Exercise requirements
Leave every entry as it is and write the data out in full.

Saved entries
- - - - -
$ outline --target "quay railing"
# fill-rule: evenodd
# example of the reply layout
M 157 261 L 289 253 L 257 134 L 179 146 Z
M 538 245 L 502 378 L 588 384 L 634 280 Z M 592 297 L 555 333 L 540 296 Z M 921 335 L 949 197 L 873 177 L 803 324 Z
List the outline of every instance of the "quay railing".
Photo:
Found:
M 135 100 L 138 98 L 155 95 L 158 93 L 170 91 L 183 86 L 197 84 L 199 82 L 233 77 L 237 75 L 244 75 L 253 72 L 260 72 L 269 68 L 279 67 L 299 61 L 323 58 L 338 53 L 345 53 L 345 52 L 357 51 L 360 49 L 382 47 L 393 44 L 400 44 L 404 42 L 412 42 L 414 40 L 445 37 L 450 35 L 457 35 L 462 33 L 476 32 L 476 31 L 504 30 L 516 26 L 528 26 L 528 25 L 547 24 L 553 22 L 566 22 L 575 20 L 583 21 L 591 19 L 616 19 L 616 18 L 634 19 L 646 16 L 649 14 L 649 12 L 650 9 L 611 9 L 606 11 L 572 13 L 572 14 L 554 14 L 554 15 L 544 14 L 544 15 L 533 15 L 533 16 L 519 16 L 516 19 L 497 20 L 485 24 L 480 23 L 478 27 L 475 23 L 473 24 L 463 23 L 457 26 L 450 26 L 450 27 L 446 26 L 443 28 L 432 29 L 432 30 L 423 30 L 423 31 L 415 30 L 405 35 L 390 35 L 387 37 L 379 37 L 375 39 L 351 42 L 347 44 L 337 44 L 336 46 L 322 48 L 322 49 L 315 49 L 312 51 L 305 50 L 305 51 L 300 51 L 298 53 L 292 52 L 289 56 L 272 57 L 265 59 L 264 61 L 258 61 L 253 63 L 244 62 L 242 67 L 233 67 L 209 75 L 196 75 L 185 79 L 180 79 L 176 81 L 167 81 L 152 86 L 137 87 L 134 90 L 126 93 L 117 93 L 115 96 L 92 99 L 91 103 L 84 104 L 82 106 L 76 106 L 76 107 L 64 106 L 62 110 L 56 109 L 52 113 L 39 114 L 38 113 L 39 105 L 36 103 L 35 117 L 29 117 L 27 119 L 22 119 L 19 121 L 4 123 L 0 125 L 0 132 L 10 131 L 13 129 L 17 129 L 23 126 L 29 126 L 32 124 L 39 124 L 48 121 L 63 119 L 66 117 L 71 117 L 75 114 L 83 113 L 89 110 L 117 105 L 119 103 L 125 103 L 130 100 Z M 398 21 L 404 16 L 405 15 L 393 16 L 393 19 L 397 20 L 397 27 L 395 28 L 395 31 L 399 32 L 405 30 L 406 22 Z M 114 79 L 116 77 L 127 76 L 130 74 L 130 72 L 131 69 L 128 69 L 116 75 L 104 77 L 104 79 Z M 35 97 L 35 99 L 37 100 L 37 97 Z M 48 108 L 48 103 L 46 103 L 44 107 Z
- - - - -
Task result
$ outline --target "quay railing"
# fill-rule: evenodd
# example of the reply layout
M 157 261 L 289 253 L 257 134 L 179 146 Z
M 538 245 L 502 378 L 588 384 L 634 280 Z M 592 297 L 555 333 L 540 296 Z M 921 335 L 949 197 L 873 177 L 803 324 Z
List the outline of every instance of the "quay railing".
Photo:
Found:
M 135 100 L 138 98 L 155 95 L 158 93 L 170 91 L 183 86 L 197 84 L 199 82 L 233 77 L 237 75 L 244 75 L 253 72 L 260 72 L 269 68 L 279 67 L 299 61 L 323 58 L 338 53 L 345 53 L 345 52 L 357 51 L 360 49 L 382 47 L 393 44 L 400 44 L 404 42 L 412 42 L 414 40 L 445 37 L 450 35 L 457 35 L 462 33 L 476 32 L 476 31 L 504 30 L 516 26 L 528 26 L 528 25 L 547 24 L 553 22 L 566 22 L 575 20 L 583 21 L 591 19 L 616 19 L 616 18 L 634 19 L 646 16 L 649 14 L 649 12 L 650 9 L 611 9 L 606 11 L 572 13 L 572 14 L 554 14 L 554 15 L 544 14 L 544 15 L 533 15 L 533 16 L 519 16 L 516 19 L 497 20 L 485 24 L 480 23 L 478 27 L 475 23 L 473 24 L 463 23 L 457 26 L 450 26 L 450 27 L 446 26 L 443 28 L 432 29 L 432 30 L 423 30 L 423 31 L 415 30 L 405 35 L 390 35 L 387 37 L 379 37 L 375 39 L 351 42 L 347 44 L 337 44 L 336 46 L 322 48 L 322 49 L 315 49 L 312 51 L 305 50 L 305 51 L 300 51 L 298 53 L 292 52 L 289 56 L 272 57 L 265 59 L 264 61 L 258 61 L 253 63 L 244 62 L 242 67 L 233 67 L 209 75 L 196 75 L 185 79 L 180 79 L 176 81 L 167 81 L 152 86 L 137 87 L 134 90 L 126 93 L 117 93 L 115 96 L 92 99 L 91 103 L 84 104 L 82 106 L 76 106 L 76 107 L 64 106 L 62 110 L 56 109 L 52 113 L 39 114 L 38 113 L 39 105 L 36 103 L 35 117 L 29 117 L 27 119 L 22 119 L 19 121 L 4 123 L 0 125 L 0 132 L 10 131 L 13 129 L 17 129 L 23 126 L 29 126 L 32 124 L 39 124 L 48 121 L 63 119 L 66 117 L 71 117 L 75 114 L 83 113 L 89 110 L 117 105 L 119 103 L 125 103 L 130 100 Z M 398 21 L 404 16 L 405 15 L 393 16 L 393 19 L 397 20 L 397 27 L 395 28 L 395 31 L 399 32 L 405 30 L 406 22 Z M 114 79 L 116 77 L 127 76 L 130 74 L 130 72 L 131 69 L 128 69 L 116 75 L 104 77 L 104 79 Z M 35 97 L 35 99 L 37 100 L 37 97 Z M 48 108 L 48 103 L 46 103 L 44 107 Z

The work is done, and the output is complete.